DATASET ROWS
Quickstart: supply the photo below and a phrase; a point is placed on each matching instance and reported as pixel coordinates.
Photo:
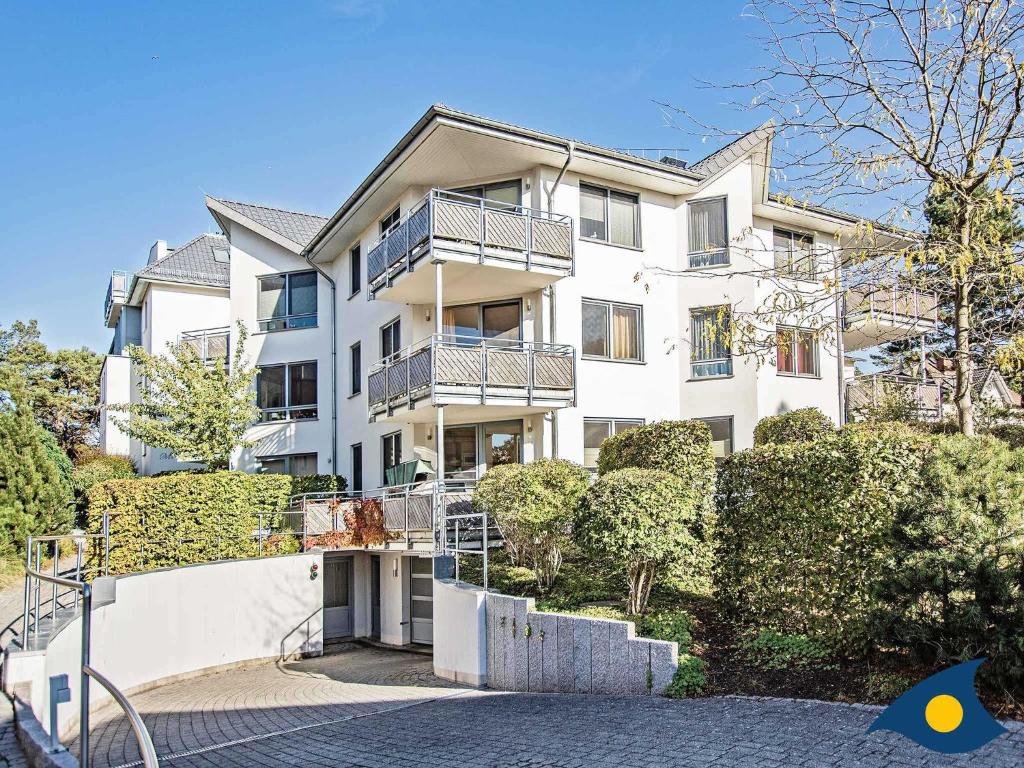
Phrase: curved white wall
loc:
(170, 623)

YOUR GOAL
Return every line of the records above as they appear, character for character, but leave the pictures out.

COMPLETE RESPONSE
Quickstart: supply the photo below and a phrase; a point is placed on each matching instance and reported as pixel coordinates.
Photo:
Phrase: curved white wall
loc:
(170, 623)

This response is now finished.